(Coordinate labeling data)

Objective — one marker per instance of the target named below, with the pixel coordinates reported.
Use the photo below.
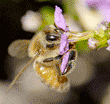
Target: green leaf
(47, 15)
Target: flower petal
(108, 48)
(59, 19)
(108, 41)
(64, 62)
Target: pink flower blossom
(108, 48)
(64, 45)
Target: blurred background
(21, 19)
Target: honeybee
(43, 48)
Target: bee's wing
(18, 48)
(20, 76)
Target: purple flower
(108, 48)
(64, 45)
(103, 6)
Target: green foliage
(82, 46)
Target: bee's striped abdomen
(50, 77)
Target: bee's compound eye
(51, 37)
(48, 59)
(50, 45)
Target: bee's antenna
(12, 83)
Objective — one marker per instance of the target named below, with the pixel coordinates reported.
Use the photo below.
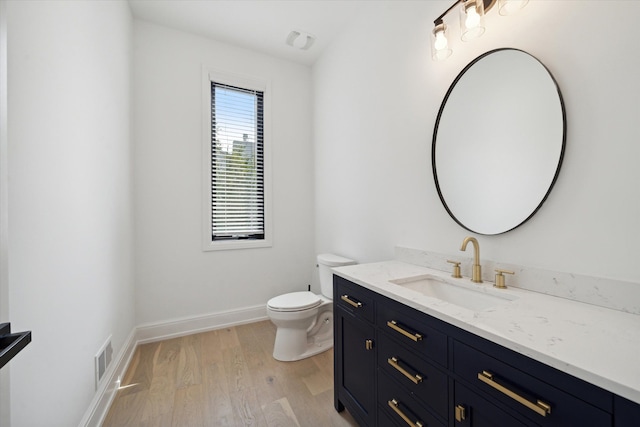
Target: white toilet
(304, 319)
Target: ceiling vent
(300, 39)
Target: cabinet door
(354, 366)
(626, 412)
(471, 410)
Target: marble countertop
(599, 345)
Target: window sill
(225, 245)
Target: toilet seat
(294, 301)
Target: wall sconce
(471, 22)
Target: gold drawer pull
(394, 325)
(417, 378)
(539, 407)
(356, 304)
(394, 405)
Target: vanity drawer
(513, 388)
(400, 406)
(420, 378)
(353, 298)
(408, 326)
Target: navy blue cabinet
(354, 358)
(395, 365)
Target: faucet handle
(456, 269)
(500, 278)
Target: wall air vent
(103, 360)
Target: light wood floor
(226, 377)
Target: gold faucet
(476, 276)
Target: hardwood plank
(127, 410)
(162, 389)
(279, 413)
(226, 378)
(218, 410)
(243, 401)
(189, 361)
(187, 411)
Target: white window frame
(247, 82)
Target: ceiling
(260, 25)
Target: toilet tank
(325, 263)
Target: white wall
(174, 277)
(70, 208)
(376, 97)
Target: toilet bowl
(304, 320)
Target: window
(236, 215)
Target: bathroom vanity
(518, 358)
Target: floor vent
(103, 360)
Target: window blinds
(237, 163)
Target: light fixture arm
(438, 20)
(488, 4)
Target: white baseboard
(190, 325)
(150, 332)
(94, 416)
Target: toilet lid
(294, 301)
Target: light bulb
(441, 41)
(473, 19)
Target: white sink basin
(455, 291)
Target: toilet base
(298, 344)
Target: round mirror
(498, 141)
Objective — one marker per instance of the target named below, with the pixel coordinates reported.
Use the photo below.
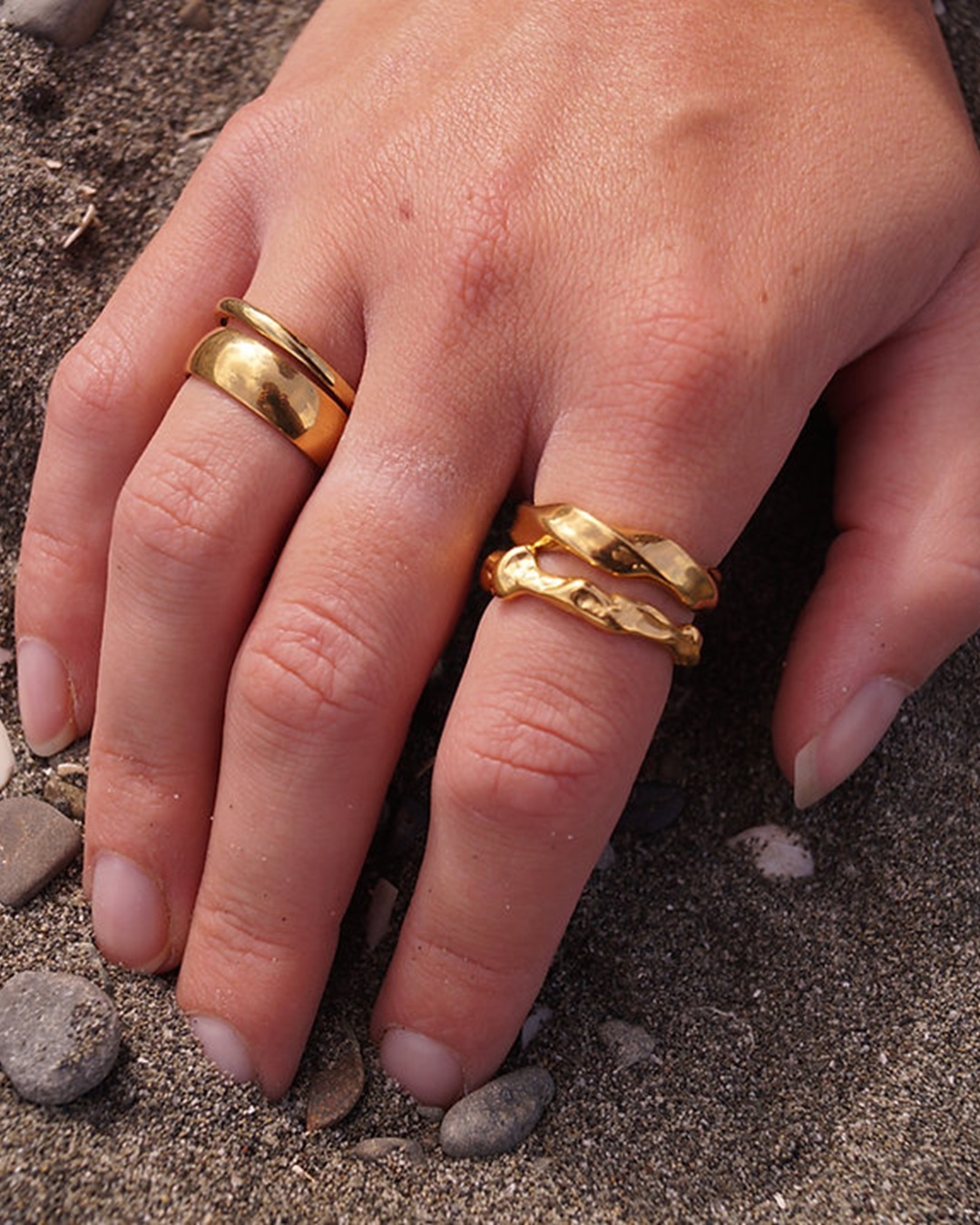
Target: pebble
(66, 22)
(6, 759)
(196, 15)
(496, 1117)
(37, 842)
(337, 1085)
(59, 1035)
(776, 851)
(380, 1148)
(627, 1044)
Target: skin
(605, 252)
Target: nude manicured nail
(224, 1047)
(45, 697)
(423, 1067)
(129, 914)
(836, 752)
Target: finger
(196, 529)
(105, 401)
(552, 720)
(363, 598)
(902, 583)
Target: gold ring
(615, 552)
(307, 358)
(275, 387)
(618, 552)
(516, 573)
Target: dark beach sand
(818, 1043)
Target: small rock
(777, 851)
(196, 15)
(35, 843)
(59, 1035)
(66, 22)
(627, 1044)
(380, 1148)
(496, 1117)
(7, 763)
(69, 798)
(337, 1085)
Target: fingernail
(224, 1047)
(423, 1067)
(45, 697)
(836, 752)
(129, 914)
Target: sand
(816, 1045)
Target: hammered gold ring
(277, 377)
(618, 553)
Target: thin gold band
(615, 552)
(626, 554)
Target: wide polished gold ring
(308, 359)
(275, 387)
(618, 553)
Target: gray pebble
(627, 1044)
(66, 22)
(37, 842)
(59, 1035)
(496, 1117)
(380, 1148)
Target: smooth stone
(777, 851)
(7, 763)
(59, 1035)
(337, 1085)
(380, 1148)
(496, 1117)
(66, 22)
(37, 842)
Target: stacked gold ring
(623, 554)
(276, 375)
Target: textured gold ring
(275, 387)
(308, 359)
(626, 554)
(615, 552)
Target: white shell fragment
(380, 908)
(6, 759)
(776, 851)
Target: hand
(608, 254)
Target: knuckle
(60, 556)
(86, 386)
(256, 140)
(308, 662)
(525, 765)
(168, 512)
(242, 936)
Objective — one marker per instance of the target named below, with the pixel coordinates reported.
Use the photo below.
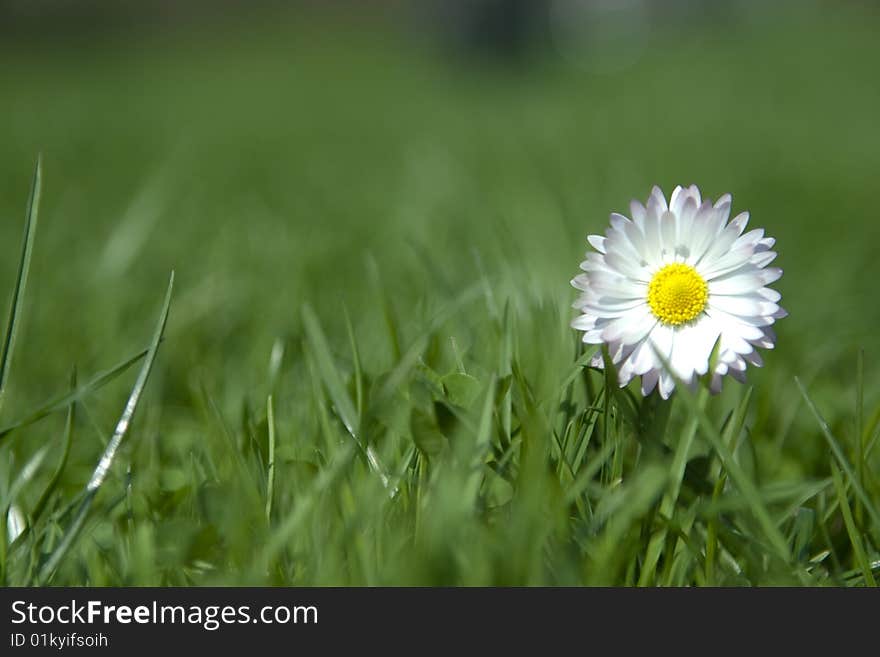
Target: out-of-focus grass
(441, 210)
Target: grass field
(367, 375)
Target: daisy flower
(670, 283)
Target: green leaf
(461, 389)
(103, 467)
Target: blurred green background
(336, 156)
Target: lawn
(367, 376)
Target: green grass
(367, 375)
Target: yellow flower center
(677, 294)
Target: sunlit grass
(367, 375)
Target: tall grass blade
(24, 265)
(100, 473)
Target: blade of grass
(336, 390)
(102, 468)
(851, 529)
(101, 379)
(62, 463)
(738, 476)
(40, 506)
(670, 498)
(24, 265)
(481, 447)
(270, 479)
(834, 444)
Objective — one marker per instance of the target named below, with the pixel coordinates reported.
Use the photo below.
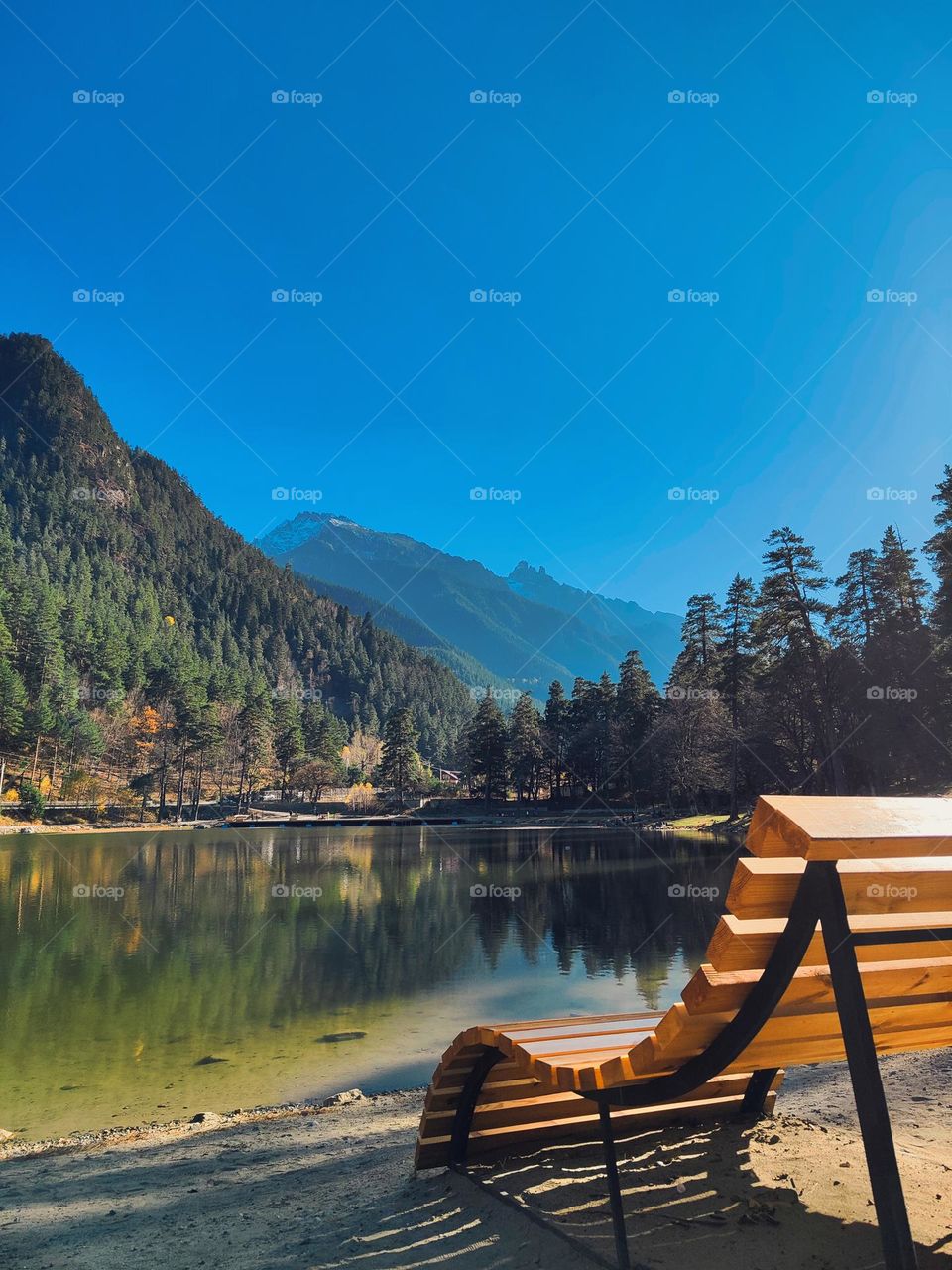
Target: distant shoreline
(707, 826)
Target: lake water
(254, 947)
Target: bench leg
(873, 1110)
(466, 1106)
(758, 1088)
(615, 1191)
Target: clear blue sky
(593, 197)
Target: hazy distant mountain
(117, 581)
(527, 627)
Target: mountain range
(118, 584)
(524, 630)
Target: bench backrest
(893, 861)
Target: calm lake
(127, 959)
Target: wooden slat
(747, 944)
(561, 1106)
(839, 828)
(710, 992)
(782, 1040)
(766, 888)
(434, 1152)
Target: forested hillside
(137, 631)
(797, 683)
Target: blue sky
(579, 186)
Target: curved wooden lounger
(837, 944)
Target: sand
(320, 1189)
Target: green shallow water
(109, 1001)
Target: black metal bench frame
(819, 898)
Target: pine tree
(853, 619)
(289, 735)
(737, 656)
(556, 737)
(400, 762)
(526, 751)
(486, 744)
(636, 706)
(789, 606)
(13, 705)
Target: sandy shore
(334, 1188)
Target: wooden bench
(837, 944)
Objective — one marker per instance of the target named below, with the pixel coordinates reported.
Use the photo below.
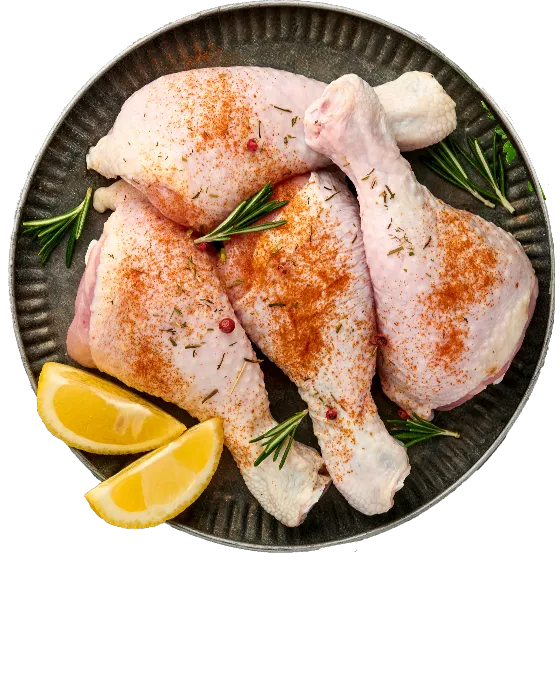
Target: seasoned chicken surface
(304, 296)
(453, 292)
(148, 312)
(197, 143)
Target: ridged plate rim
(504, 120)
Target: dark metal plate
(323, 42)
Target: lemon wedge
(95, 415)
(161, 484)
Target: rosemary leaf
(242, 219)
(280, 436)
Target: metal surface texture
(323, 42)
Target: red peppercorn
(227, 325)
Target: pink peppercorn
(227, 325)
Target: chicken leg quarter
(197, 143)
(454, 293)
(304, 296)
(148, 312)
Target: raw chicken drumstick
(197, 143)
(150, 311)
(304, 296)
(453, 293)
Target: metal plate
(324, 42)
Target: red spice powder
(305, 304)
(467, 275)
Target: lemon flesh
(96, 415)
(161, 484)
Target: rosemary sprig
(277, 437)
(415, 429)
(50, 231)
(445, 161)
(241, 220)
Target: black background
(490, 517)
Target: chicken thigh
(304, 296)
(150, 311)
(453, 292)
(197, 143)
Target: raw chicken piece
(453, 293)
(155, 309)
(197, 143)
(304, 296)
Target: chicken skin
(304, 296)
(196, 143)
(454, 293)
(151, 311)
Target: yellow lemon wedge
(95, 415)
(161, 484)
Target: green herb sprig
(415, 429)
(242, 219)
(276, 438)
(508, 148)
(50, 231)
(445, 160)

## EXERCISE
Repeat the data exactly, without the pictures.

## TASK ANSWER
Objective — one marker per instance of the target named below, with the pixel coordinates reported.
Use the photo below.
Target: green leaf
(47, 15)
Target: flower petal
(108, 48)
(59, 19)
(108, 41)
(64, 62)
Target: pink flower blossom
(108, 48)
(64, 45)
Target: blurred background
(21, 19)
Target: honeybee
(43, 48)
Target: bee's wing
(18, 48)
(20, 76)
Target: purple flower
(108, 48)
(64, 45)
(103, 6)
Target: green foliage
(82, 46)
Target: bee's striped abdomen
(50, 77)
Target: bee's compound eye
(51, 37)
(48, 59)
(50, 45)
Target: bee's antenna
(12, 83)
Objective — one marker per instance of the target named below, with the pixel coordinates reported.
Use the photo below.
Target: white toilet
(304, 319)
Target: ceiling vent
(300, 39)
Target: cabinet door
(354, 366)
(626, 412)
(471, 410)
Target: marble countertop
(599, 345)
Target: window sill
(225, 245)
Target: toilet seat
(294, 301)
Target: wall sconce
(471, 22)
Target: gold drawer pull
(394, 325)
(417, 378)
(539, 407)
(356, 304)
(394, 405)
Target: vanity drawer
(513, 388)
(400, 406)
(420, 378)
(353, 298)
(408, 326)
Target: navy blue cabinet
(354, 358)
(395, 365)
Target: faucet handle
(456, 269)
(500, 278)
Target: wall air vent
(103, 360)
Target: light wood floor
(226, 377)
Target: gold faucet
(476, 276)
Target: hardwood plank
(127, 410)
(162, 389)
(279, 413)
(226, 378)
(218, 410)
(243, 401)
(189, 361)
(187, 411)
Target: white window frame
(247, 82)
Target: ceiling
(260, 25)
Target: toilet tank
(325, 263)
Target: white wall
(174, 277)
(70, 208)
(376, 97)
Target: toilet bowl
(304, 320)
Target: window
(236, 215)
Target: bathroom vanity
(518, 358)
Target: floor vent
(103, 360)
Target: window blinds
(237, 163)
Target: light fixture arm
(438, 20)
(488, 4)
Target: white baseboard
(190, 325)
(150, 332)
(94, 416)
Target: toilet lid
(294, 301)
Target: light bulb
(441, 41)
(473, 19)
Target: white sink basin
(455, 291)
Target: toilet base
(298, 344)
Target: round mirror
(498, 141)
Objective — one marker per instance of the target named below, with the pixel coordinates reported.
Use the photo below.
Target: pebble
(66, 22)
(6, 759)
(196, 15)
(496, 1117)
(37, 842)
(337, 1085)
(59, 1035)
(776, 851)
(380, 1148)
(627, 1044)
Target: skin
(605, 252)
Target: nude manicured nail
(224, 1047)
(45, 697)
(423, 1067)
(129, 914)
(836, 752)
Target: finger
(196, 529)
(105, 401)
(552, 720)
(363, 598)
(902, 583)
Target: gold ring
(615, 552)
(307, 358)
(275, 387)
(618, 552)
(516, 573)
Target: dark beach sand
(818, 1043)
Target: small rock
(777, 851)
(196, 15)
(35, 843)
(59, 1035)
(66, 22)
(627, 1044)
(380, 1148)
(496, 1117)
(7, 763)
(69, 798)
(337, 1085)
Target: fingernail
(224, 1047)
(423, 1067)
(45, 697)
(836, 752)
(129, 914)
Target: sand
(816, 1045)
Target: hammered gold ring
(277, 377)
(618, 553)
Target: thin gold band
(615, 552)
(626, 554)
Target: wide polished gold ring
(308, 359)
(275, 387)
(618, 553)
Target: gray pebble
(627, 1044)
(66, 22)
(37, 842)
(59, 1035)
(496, 1117)
(380, 1148)
Target: smooth stone
(777, 851)
(7, 763)
(59, 1035)
(337, 1085)
(380, 1148)
(496, 1117)
(66, 22)
(37, 842)
Target: stacked gold ring
(623, 554)
(276, 375)
Target: textured gold ring
(275, 387)
(308, 359)
(626, 554)
(615, 552)
Target: white shell fragment
(380, 908)
(6, 759)
(776, 851)
Target: hand
(608, 254)
Target: knuckle
(60, 556)
(86, 386)
(256, 140)
(308, 662)
(525, 765)
(168, 512)
(242, 936)
Objective — one marker per instance of the target named below, with the pixel coordinates reported.
Use the photo below.
Target: out-of-focus grass
(441, 210)
Target: grass field
(367, 375)
Target: daisy flower
(670, 283)
Target: green leaf
(461, 389)
(103, 467)
Target: blurred green background
(336, 156)
Target: lawn
(367, 376)
Target: green grass
(367, 375)
Target: yellow flower center
(677, 294)
Target: sunlit grass
(367, 375)
Target: tall grass blade
(24, 265)
(100, 473)
Target: blade of grass
(336, 390)
(102, 468)
(851, 529)
(101, 379)
(62, 463)
(738, 476)
(40, 506)
(670, 498)
(24, 265)
(481, 447)
(270, 479)
(834, 444)
Objective — one marker per instance of the target named below, with the pixel coordinates reported.
Use the photo below.
Target: distant shoreline
(707, 826)
Target: lake water
(254, 947)
Target: bench leg
(873, 1110)
(466, 1106)
(758, 1088)
(615, 1191)
Target: clear blue sky
(593, 197)
Target: hazy distant mountain
(117, 581)
(527, 627)
Target: mountain range
(118, 584)
(524, 630)
Target: bench backrest
(893, 861)
Target: calm lake
(127, 959)
Target: wooden slat
(747, 944)
(561, 1106)
(839, 828)
(710, 992)
(782, 1040)
(766, 888)
(434, 1152)
Target: forested hillside
(137, 631)
(797, 683)
Target: blue sky
(579, 186)
Target: curved wooden lounger
(837, 944)
Target: sand
(320, 1189)
Target: green shallow water
(109, 1001)
Target: black metal bench frame
(819, 898)
Target: pine tree
(853, 619)
(289, 735)
(737, 656)
(556, 737)
(400, 762)
(526, 751)
(486, 744)
(636, 706)
(789, 606)
(13, 705)
Target: sandy shore
(334, 1188)
Target: wooden bench
(837, 944)
Objective — one marker per instance of the target named below, with the pixel coordinates reported.
Use the photo below.
Target: seasoned chicken surface
(304, 296)
(453, 292)
(148, 312)
(197, 143)
Target: ridged plate rim
(504, 120)
Target: dark metal plate
(323, 42)
Target: lemon wedge
(95, 415)
(161, 484)
Target: rosemary leaf
(242, 219)
(280, 436)
Target: metal surface texture
(323, 42)
Target: red peppercorn
(227, 325)
Target: pink peppercorn
(227, 325)
Target: chicken leg quarter
(197, 143)
(454, 293)
(304, 296)
(148, 312)
Target: raw chicken drumstick
(197, 143)
(150, 311)
(304, 296)
(453, 293)
Target: metal plate
(324, 42)
Target: red spice powder
(305, 304)
(467, 275)
Target: lemon flesh
(96, 415)
(161, 484)
Target: rosemary sprig
(277, 437)
(415, 429)
(50, 231)
(445, 161)
(241, 220)
Target: black background
(490, 517)
Target: chicken thigh
(304, 296)
(150, 311)
(453, 292)
(197, 143)
Target: raw chicken piece
(453, 293)
(155, 309)
(197, 143)
(304, 296)
Target: chicken skin
(304, 296)
(196, 143)
(454, 293)
(151, 311)
Target: yellow lemon wedge
(95, 415)
(161, 484)
Target: green herb sprig
(415, 429)
(242, 219)
(276, 438)
(508, 148)
(50, 231)
(445, 160)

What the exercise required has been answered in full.